GIVEN REQUEST:
Return every line of the records that contains the word "tree", copying each one in full.

DATA EXCERPTS:
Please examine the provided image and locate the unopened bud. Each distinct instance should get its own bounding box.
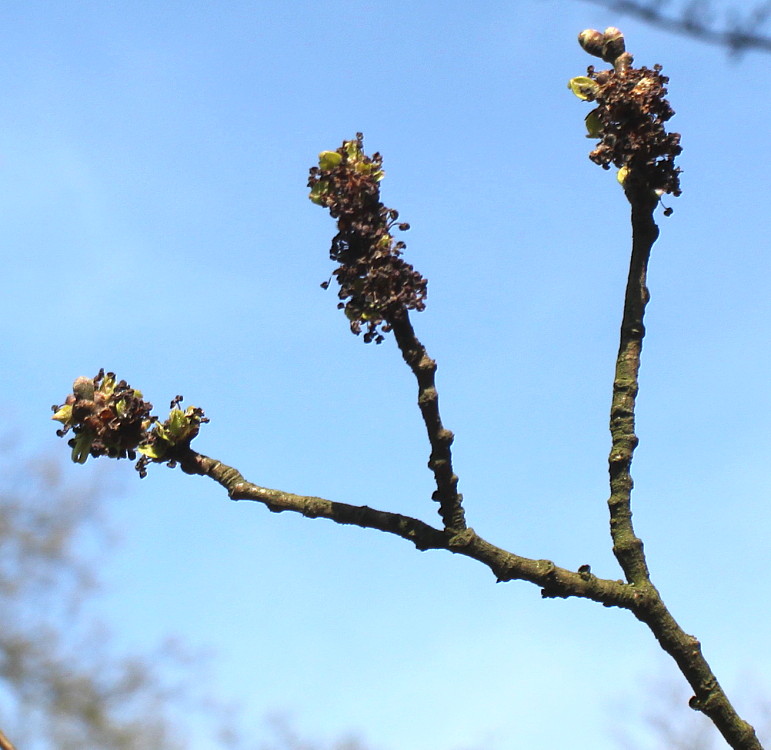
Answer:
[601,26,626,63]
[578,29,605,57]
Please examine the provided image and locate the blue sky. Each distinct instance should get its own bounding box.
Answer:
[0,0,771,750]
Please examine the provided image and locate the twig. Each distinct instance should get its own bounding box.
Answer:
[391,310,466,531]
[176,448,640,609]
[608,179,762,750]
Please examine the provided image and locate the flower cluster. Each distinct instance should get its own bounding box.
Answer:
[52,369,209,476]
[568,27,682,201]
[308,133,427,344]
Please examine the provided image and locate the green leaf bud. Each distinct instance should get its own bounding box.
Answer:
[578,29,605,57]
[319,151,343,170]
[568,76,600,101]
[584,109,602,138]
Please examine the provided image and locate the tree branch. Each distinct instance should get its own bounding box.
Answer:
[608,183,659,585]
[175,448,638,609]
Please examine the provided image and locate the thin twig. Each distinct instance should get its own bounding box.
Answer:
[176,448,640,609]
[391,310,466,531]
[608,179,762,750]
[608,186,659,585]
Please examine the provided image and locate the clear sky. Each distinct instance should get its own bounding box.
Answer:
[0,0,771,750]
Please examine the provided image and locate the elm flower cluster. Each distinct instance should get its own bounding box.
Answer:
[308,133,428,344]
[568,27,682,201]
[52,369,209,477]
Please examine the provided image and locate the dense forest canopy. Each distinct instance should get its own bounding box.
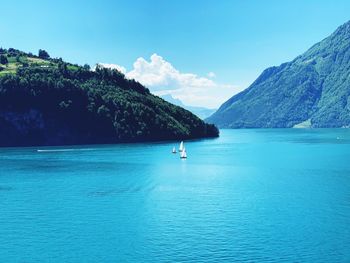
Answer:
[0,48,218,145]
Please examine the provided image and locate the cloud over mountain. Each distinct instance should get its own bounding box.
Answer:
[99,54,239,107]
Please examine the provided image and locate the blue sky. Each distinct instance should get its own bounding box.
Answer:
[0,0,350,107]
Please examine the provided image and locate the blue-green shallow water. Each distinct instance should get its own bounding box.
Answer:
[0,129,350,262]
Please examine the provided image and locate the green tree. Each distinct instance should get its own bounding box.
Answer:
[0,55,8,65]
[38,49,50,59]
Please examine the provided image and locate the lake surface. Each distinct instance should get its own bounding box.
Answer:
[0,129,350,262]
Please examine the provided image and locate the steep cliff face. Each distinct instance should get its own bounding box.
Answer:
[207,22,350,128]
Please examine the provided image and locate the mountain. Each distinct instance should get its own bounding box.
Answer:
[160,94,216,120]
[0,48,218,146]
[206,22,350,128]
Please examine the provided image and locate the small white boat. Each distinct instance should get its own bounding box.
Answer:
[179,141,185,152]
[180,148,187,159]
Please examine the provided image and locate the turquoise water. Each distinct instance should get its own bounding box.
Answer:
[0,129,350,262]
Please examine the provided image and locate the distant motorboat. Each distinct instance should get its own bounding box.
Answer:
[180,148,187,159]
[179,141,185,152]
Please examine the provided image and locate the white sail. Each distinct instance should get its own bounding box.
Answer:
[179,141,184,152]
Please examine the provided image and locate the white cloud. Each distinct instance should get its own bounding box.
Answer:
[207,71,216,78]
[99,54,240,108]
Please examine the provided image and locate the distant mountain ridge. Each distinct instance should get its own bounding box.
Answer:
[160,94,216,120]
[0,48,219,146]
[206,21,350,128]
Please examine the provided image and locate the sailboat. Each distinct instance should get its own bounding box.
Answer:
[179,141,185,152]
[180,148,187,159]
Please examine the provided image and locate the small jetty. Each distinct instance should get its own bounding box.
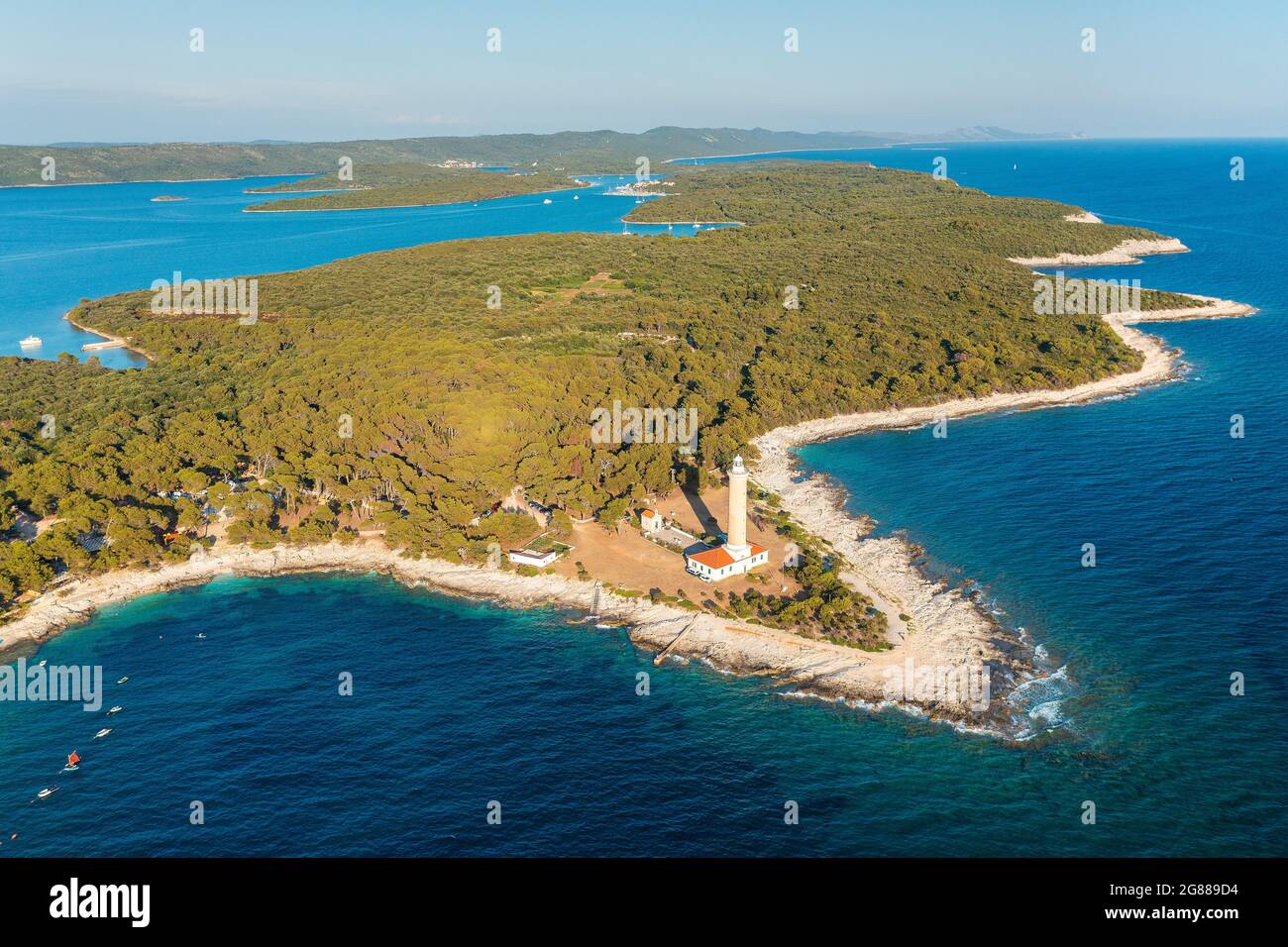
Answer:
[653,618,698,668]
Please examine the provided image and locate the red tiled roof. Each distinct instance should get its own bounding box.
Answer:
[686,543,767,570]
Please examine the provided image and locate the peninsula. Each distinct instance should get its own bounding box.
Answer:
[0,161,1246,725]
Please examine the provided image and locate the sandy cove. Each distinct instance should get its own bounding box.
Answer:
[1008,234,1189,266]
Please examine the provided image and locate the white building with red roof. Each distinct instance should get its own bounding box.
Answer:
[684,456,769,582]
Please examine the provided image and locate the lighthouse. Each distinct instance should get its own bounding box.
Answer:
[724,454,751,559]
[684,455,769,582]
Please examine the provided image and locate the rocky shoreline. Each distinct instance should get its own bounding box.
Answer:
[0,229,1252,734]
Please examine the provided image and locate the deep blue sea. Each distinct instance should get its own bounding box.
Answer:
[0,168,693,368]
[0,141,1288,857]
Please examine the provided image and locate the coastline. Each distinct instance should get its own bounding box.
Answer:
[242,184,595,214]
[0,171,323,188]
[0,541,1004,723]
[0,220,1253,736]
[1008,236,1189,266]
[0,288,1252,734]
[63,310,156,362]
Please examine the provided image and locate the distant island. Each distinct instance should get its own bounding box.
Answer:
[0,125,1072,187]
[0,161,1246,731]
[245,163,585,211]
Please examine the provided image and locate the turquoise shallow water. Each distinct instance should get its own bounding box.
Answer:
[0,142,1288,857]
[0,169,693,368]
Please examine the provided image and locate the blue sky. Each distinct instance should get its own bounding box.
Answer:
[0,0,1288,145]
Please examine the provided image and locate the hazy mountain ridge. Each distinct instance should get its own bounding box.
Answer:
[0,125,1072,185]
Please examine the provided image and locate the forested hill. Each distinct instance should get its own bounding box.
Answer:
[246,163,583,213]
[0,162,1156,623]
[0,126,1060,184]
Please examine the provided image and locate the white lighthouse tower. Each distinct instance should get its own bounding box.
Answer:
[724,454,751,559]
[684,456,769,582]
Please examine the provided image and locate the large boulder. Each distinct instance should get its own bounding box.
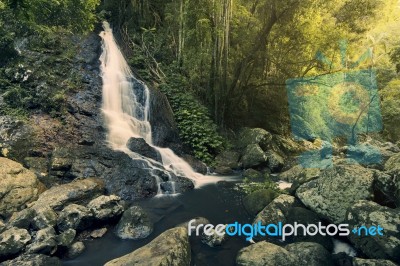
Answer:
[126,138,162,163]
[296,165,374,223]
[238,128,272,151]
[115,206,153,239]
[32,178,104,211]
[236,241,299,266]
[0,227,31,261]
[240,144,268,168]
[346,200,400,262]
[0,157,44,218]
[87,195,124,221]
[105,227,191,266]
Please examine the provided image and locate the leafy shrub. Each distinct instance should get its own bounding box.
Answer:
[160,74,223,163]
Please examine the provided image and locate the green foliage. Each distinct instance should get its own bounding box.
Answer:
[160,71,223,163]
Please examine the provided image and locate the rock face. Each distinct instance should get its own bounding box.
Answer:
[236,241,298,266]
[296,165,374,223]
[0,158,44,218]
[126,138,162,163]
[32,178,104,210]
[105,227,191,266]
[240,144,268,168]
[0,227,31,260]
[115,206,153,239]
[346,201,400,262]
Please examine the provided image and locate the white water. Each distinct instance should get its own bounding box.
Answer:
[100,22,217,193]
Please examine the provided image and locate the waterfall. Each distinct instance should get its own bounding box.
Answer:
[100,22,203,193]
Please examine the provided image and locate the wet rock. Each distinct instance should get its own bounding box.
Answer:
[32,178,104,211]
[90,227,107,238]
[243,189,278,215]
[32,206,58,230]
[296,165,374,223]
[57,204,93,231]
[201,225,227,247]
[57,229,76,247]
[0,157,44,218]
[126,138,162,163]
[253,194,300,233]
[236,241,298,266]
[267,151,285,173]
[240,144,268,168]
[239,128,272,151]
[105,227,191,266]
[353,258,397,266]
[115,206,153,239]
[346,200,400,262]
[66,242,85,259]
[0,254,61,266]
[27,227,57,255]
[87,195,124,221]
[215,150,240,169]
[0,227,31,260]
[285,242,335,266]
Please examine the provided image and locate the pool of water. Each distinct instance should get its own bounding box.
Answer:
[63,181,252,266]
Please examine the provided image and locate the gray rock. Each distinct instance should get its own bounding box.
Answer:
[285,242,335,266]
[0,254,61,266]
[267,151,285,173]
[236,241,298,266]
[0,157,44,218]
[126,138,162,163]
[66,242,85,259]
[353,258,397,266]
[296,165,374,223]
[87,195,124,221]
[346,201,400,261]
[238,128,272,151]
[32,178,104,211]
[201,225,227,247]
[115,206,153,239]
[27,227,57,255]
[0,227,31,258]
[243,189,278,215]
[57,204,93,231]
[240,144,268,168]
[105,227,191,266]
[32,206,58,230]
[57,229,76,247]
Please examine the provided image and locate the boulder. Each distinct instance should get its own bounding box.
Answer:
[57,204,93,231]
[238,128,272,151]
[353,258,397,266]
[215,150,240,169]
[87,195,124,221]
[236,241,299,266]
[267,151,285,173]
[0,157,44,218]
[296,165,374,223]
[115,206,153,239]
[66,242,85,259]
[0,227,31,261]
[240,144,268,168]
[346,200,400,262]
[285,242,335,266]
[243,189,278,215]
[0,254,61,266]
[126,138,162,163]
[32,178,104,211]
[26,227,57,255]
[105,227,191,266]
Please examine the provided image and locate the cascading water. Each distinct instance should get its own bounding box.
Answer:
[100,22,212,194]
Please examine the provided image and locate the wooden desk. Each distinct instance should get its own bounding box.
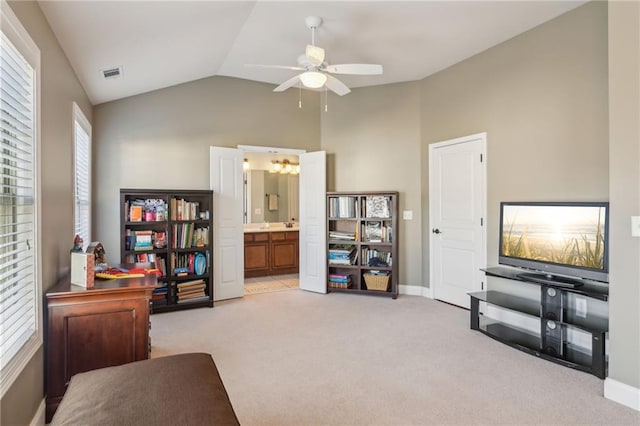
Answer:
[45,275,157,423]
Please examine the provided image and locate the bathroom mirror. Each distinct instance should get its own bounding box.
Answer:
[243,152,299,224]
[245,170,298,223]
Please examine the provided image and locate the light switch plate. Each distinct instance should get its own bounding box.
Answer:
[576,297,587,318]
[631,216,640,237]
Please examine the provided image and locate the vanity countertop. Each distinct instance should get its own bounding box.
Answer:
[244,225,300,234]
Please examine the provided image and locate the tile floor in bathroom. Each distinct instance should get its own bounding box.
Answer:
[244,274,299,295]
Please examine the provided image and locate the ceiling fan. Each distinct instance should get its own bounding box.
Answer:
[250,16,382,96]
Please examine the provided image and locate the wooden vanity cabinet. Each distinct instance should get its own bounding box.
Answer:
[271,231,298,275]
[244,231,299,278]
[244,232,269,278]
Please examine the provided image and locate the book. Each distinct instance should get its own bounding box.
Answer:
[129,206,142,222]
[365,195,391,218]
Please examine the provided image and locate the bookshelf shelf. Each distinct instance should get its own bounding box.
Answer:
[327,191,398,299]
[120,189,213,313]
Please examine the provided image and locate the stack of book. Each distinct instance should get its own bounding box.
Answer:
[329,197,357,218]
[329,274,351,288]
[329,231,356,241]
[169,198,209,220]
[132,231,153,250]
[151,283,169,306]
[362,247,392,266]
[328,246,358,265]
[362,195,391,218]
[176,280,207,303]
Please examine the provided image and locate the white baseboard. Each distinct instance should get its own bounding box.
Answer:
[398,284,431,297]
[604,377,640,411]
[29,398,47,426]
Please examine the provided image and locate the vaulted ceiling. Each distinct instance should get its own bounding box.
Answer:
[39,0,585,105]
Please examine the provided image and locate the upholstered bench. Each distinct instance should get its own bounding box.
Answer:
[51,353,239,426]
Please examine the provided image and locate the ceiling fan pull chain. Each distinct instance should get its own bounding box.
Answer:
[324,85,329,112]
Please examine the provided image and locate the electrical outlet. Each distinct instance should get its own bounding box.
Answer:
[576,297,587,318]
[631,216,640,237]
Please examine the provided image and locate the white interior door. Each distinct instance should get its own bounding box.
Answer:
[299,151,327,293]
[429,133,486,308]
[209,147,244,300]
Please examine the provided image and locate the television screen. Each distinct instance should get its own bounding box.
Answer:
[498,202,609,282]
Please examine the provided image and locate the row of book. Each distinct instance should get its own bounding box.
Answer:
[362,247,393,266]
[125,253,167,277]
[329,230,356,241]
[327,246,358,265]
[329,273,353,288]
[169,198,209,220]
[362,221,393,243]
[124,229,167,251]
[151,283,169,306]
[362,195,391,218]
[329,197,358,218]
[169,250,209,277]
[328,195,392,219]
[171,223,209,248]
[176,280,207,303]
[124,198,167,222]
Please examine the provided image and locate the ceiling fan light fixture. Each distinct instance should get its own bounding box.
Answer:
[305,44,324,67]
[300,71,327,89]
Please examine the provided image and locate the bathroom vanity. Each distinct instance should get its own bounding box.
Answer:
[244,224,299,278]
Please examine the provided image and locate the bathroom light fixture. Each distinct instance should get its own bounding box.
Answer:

RESULT OF THE TASK:
Please examine the provided image and locate the tree branch. Each distinct instance should get its own bounding box.
Please examine the provided image and locate the green tree. Each distinct instance should get its own bounding box.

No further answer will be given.